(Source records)

———

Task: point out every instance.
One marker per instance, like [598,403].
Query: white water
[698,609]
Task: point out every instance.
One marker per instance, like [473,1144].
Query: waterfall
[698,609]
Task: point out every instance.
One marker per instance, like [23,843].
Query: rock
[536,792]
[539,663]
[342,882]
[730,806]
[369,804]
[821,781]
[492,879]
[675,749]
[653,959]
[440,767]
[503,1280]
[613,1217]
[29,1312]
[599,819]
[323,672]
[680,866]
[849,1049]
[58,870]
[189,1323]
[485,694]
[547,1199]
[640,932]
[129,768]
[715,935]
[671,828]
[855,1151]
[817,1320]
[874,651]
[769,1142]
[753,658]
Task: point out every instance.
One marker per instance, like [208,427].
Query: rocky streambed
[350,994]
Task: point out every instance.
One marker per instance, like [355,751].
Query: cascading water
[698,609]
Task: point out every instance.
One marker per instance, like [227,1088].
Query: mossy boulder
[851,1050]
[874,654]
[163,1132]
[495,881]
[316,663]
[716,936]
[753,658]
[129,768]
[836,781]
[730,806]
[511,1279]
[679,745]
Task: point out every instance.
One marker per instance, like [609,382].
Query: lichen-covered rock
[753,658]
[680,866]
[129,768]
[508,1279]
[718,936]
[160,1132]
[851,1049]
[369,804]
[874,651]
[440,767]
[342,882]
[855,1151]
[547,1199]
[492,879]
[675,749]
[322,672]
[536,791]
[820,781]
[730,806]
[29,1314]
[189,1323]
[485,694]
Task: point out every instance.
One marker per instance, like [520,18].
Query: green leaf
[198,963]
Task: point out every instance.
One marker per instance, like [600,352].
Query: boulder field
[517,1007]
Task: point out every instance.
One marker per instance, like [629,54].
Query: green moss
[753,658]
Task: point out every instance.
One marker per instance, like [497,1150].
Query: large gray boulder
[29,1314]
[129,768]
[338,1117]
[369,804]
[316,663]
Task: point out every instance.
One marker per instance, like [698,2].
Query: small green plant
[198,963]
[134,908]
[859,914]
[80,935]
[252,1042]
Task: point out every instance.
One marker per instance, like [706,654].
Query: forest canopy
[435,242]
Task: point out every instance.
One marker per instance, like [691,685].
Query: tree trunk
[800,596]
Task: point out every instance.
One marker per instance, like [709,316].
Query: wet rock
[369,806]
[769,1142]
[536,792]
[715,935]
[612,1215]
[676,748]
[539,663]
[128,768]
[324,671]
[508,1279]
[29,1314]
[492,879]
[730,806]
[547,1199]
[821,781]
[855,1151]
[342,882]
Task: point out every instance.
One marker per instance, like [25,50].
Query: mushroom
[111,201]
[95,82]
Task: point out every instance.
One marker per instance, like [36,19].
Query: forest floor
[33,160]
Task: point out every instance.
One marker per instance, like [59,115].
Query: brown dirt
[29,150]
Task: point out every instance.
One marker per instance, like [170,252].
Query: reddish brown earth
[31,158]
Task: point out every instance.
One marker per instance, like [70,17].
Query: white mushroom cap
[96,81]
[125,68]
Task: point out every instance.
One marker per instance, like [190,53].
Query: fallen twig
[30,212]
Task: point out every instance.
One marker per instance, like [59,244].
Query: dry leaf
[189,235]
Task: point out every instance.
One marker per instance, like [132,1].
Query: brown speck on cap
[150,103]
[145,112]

———

### TO BE DONE
Your task is to reproduce all of the records exactly.

### REPLY
Task: point out every instance.
One marker per instance, like [598,403].
Query: white water
[698,609]
Task: point out every instance.
One marker per instance, like [473,1144].
Query: waterfall
[698,609]
Task: point out every instance.
One marker per instance, like [23,843].
Query: rock
[536,792]
[539,663]
[342,882]
[730,806]
[369,804]
[821,781]
[492,879]
[675,749]
[653,959]
[440,767]
[503,1280]
[613,1217]
[29,1312]
[599,819]
[323,672]
[680,866]
[849,1049]
[58,870]
[189,1323]
[485,694]
[547,1199]
[640,932]
[129,768]
[715,935]
[671,828]
[855,1151]
[817,1320]
[874,651]
[769,1142]
[753,658]
Task: point out every instance.
One marker per instance, like [208,427].
Query: rocky streambed
[350,994]
Task: point out every instance.
One marker per instance, like [355,751].
Query: cascading water
[698,609]
Task: point out every instance.
One marker per instance, like [227,1088].
Query: mossy boulder
[851,1050]
[874,654]
[163,1132]
[495,881]
[316,663]
[716,936]
[753,658]
[129,768]
[836,781]
[730,806]
[511,1279]
[679,745]
Task: point out every instance.
One marker per instance, like [609,382].
Query: lichen-covered rock
[753,658]
[680,866]
[129,768]
[508,1279]
[718,936]
[160,1132]
[851,1049]
[369,804]
[874,651]
[440,767]
[342,882]
[855,1151]
[547,1199]
[492,879]
[675,749]
[322,672]
[536,791]
[820,781]
[730,806]
[29,1314]
[189,1323]
[485,694]
Task: point out every instance.
One marker per instance, like [520,18].
Query: green leaf
[198,963]
Task: point out every instance.
One marker per instance, like [600,352].
Query: boulder field
[517,1007]
Task: point out every instance.
One marker per instance, like [629,54].
Query: green moss
[753,658]
Task: point out every instance.
One marker per instance, like [497,1150].
Query: large gray boulder
[29,1314]
[129,768]
[338,1117]
[369,804]
[316,663]
Task: point out every instance.
One marker per instance, like [698,2].
Query: small green plant
[198,963]
[134,908]
[859,914]
[80,935]
[252,1042]
Task: point out every instance.
One marker per instance, like [706,654].
Query: forest canopy
[435,242]
Task: point out every instance.
One marker per instance, like [691,685].
Query: tree trunk
[800,596]
Task: point out every instance.
One marker per instance, like [709,316].
Query: wet rock
[369,806]
[769,1142]
[536,792]
[715,935]
[612,1215]
[676,748]
[539,663]
[128,768]
[324,671]
[508,1279]
[29,1314]
[492,879]
[730,806]
[547,1199]
[821,781]
[855,1151]
[342,882]
Task: point out every instance.
One marker per instance, like [25,50].
Query: mushroom
[111,201]
[95,82]
Task: point out every instance.
One marker per instance, like [36,19].
Query: forest floor
[33,160]
Task: point out every instance.
One marker per instance, like [59,115].
Query: brown dirt
[29,150]
Task: point out every instance.
One marker per instance, like [170,252].
Query: reddish brown earth
[31,158]
Task: point out every instance.
One marker per instance, like [70,17].
Query: white mushroom cap
[96,81]
[125,68]
Task: point out every instance.
One marker per instance, like [190,53].
Query: fallen twig
[30,212]
Task: point out every instance.
One marker per instance, like [59,244].
Query: dry leaf
[189,235]
Task: point out every instance.
One marker per instance, like [132,1].
Query: brown speck on cap
[150,103]
[145,112]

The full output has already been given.